### Task prompt
Please transcribe every line of the data below word for word, with nothing added or left out.

### Record extracts

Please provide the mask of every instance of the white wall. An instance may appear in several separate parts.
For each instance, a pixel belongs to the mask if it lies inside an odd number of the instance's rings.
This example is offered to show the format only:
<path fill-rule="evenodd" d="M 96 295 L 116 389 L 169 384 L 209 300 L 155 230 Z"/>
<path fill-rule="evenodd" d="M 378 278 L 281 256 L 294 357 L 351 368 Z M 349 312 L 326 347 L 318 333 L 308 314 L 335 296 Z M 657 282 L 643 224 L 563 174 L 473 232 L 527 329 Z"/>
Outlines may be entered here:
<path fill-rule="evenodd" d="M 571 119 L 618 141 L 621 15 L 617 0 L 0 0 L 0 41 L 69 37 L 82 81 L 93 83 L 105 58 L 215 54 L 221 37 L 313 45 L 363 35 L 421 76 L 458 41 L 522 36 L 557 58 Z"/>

### Response to the exercise
Please provide the mask of every instance of the white wall. An instance may appear in several separate parts.
For each instance, a pixel belongs to the mask if it lies inside an odd number of the instance's rings.
This example is offered to show the format only:
<path fill-rule="evenodd" d="M 96 295 L 116 389 L 169 384 L 209 300 L 155 230 Z"/>
<path fill-rule="evenodd" d="M 378 278 L 281 256 L 294 357 L 351 368 Z M 349 312 L 326 347 L 318 333 L 308 314 L 335 296 Z M 657 282 L 643 224 L 563 174 L 473 232 L 527 329 Z"/>
Outlines may be entered here:
<path fill-rule="evenodd" d="M 571 119 L 618 141 L 621 15 L 617 0 L 0 0 L 0 41 L 69 37 L 82 81 L 93 83 L 105 58 L 215 54 L 221 37 L 313 45 L 363 35 L 421 76 L 458 41 L 522 36 L 557 58 Z"/>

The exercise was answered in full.